Document text.
::::
Uganda may be a market for Georgia cotton farming and textile production equipment and an alternative source for value-added cotton products if a Georgia training program can help make Uganda companies export-ready, according to Glen Ames.

Dr. Ames, director of international outreach at the University of Georgia, was instrumental in securing a grant for the university’s Office of International Public Service and Outreach to develop business opportunities between U.S. textile and apparel companies and those in Uganda.

“If Georgia companies need cotton products, why not source from Uganda?” Mr. Ames said. He added that Georgia companies could provide certified cottonseed and machinery for cotton or textile production, including sprayers and small tools, for Ugandan growers.

“We hope we can help Uganda utilize its comparative advantage in cotton in a value-added context for export,” Mr. Ames told GlobalAtlanta, noting that 90 percent of Uganda’s “very high quality cotton” is exported in raw form rather than as textiles or apparel.

Recognizing that textile and apparel importation is a sensitive topic for some Georgia industries, Job Dieleman, international trade consultant at the University of Georgia’s Small Business Development Center, pointed out that Uganda’s scale of operation in cotton and textile production is much smaller than that of the United States, so it would not be a competitor to domestic production. Georgia companies may be able to share their competitive advantages in technical assistance with the Ugandans, he suggested.

“Ugandan companies don’t yet have an understanding of what it takes to compete in a global marketplace,” Mr. Dieleman said. “We are hoping to help them increase their export-readiness and meet the requirements of AGOA.”

AGOA, or the African Growth and Opportunities Act, is a Bush administration initiative begun in 2000 to open U.S. markets to sub-Saharan African countries and make their companies and economies more transparent. A chief provision of the act, which has been extended through 2015, allows 37 of the 48 sub-Saharan countries to export clothes to the U.S. duty free.
::::
Dataset.
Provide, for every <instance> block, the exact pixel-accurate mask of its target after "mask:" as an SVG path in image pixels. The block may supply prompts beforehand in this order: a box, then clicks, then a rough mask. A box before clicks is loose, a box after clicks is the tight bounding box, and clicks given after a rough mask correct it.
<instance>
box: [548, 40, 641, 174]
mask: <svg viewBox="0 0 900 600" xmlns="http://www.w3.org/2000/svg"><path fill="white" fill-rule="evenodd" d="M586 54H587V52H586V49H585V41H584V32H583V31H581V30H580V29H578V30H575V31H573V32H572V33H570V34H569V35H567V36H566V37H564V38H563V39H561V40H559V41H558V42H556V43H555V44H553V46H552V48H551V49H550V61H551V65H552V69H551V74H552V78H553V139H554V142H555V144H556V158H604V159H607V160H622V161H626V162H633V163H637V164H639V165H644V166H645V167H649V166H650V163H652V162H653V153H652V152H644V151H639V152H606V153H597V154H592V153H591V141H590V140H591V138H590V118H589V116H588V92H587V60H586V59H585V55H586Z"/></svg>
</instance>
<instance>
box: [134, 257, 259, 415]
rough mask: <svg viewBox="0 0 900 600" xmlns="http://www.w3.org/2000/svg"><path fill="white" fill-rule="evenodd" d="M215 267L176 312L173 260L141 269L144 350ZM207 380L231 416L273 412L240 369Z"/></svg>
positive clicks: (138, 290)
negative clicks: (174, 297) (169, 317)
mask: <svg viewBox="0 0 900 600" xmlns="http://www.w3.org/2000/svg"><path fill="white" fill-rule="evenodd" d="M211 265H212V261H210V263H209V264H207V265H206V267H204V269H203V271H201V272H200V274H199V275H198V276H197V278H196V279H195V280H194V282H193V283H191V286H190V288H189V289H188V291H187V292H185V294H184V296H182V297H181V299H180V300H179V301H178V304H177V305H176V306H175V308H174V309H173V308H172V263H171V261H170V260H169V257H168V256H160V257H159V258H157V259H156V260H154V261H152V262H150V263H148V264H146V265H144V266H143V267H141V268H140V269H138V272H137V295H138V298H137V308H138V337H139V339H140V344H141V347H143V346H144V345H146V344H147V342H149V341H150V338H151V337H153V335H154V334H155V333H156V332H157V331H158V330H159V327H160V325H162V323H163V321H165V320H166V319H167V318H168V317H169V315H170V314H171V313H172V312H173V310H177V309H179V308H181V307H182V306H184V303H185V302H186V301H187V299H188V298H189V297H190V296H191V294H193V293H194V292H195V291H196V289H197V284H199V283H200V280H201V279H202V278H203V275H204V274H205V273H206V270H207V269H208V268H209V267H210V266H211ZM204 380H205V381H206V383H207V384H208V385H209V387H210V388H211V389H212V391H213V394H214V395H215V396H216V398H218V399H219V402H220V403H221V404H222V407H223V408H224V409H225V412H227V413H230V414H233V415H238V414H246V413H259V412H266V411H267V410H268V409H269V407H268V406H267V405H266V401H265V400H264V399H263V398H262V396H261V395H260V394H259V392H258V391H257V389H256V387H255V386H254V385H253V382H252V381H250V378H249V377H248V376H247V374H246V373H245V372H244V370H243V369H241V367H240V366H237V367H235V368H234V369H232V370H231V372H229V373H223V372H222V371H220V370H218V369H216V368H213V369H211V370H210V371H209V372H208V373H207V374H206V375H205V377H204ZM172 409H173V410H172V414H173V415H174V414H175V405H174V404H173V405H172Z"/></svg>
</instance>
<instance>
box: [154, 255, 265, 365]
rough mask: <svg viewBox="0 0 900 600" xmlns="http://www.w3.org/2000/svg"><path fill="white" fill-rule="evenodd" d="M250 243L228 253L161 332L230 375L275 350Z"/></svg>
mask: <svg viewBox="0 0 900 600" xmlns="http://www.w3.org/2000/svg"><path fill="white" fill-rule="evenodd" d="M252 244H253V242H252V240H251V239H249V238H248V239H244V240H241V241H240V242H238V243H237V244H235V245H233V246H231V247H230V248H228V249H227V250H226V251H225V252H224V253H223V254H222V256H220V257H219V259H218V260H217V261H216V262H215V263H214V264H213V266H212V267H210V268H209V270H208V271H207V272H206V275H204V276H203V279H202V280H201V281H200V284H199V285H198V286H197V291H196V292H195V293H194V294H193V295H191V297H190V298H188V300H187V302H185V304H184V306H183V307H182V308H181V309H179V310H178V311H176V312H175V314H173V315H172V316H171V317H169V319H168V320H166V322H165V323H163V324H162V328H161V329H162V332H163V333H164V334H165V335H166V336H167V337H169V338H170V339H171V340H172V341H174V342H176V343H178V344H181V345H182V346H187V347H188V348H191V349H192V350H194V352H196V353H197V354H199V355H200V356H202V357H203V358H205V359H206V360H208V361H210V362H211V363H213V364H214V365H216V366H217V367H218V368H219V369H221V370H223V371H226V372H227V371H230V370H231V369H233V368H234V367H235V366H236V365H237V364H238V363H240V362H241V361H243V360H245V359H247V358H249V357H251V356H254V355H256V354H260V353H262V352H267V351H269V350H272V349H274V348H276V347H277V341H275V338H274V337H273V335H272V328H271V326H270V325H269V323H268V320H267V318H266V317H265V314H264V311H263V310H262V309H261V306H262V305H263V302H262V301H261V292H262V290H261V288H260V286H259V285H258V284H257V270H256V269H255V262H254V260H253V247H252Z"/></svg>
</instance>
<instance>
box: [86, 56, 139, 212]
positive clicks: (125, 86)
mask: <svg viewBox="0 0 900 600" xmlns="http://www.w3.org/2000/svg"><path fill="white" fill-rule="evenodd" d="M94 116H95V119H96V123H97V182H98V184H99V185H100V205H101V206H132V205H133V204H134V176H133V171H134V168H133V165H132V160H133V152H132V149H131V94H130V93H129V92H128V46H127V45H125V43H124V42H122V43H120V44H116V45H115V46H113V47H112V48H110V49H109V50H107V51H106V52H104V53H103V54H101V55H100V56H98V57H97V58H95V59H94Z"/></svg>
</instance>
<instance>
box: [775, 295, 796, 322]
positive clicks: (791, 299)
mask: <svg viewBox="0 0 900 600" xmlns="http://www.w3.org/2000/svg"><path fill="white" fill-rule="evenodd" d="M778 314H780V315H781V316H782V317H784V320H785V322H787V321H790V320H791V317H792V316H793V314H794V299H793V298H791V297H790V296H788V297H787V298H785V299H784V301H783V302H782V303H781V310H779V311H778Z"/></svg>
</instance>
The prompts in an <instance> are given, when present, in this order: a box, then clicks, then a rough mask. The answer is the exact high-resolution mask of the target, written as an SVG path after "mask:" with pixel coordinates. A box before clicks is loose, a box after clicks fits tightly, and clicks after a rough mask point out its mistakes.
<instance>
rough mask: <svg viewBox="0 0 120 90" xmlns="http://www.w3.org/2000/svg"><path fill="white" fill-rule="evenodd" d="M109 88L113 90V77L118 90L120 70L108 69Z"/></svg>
::::
Explore the material.
- a) According to the article on Uganda's cotton trade, what share of Uganda's cotton is exported in raw form?
- b) Extend the article on Uganda's cotton trade beyond its final sentence.
The entries have nothing to do with the article on Uganda's cotton trade.

Numbered answers.
- a) 90 percent

- b)
Export-readiness for the Ugandan textile companies, according to Mr. Dieleman, means helping them to meet the quality requirements of U.S. and world markets, to deliver product on time and with high quality and to build the critical mass and capacity to respond to large orders. It also means helping them understand marketing issues such as branding, packaging and adding value or functionality to their products for final sale, he said.

Dr. Ames and Mr. Dieleman were part of a five-person Georgia delegation that traveled to Uganda in April for an initial planning meeting for the project, which is being conducted in partnership with the Uganda Investment Authority and the East Africa American Business Council in Atlanta. An eight-person trade mission from Uganda is expected to come to Georgia this summer to participate in apparel marketing activities here, and a U.S. trade mission is slated to go to Uganda in the fall. The project is expected to result in the creation of an apparel trade information Web site.

The grant for the export training project came from the U.S. Department of State’s Bureau of Educational and Cultural Affairs Office of Citizen Exchanges for the specific purpose of increasing income and employment in Uganda’s textile and apparel sector through exports by taking advantage of AGOA.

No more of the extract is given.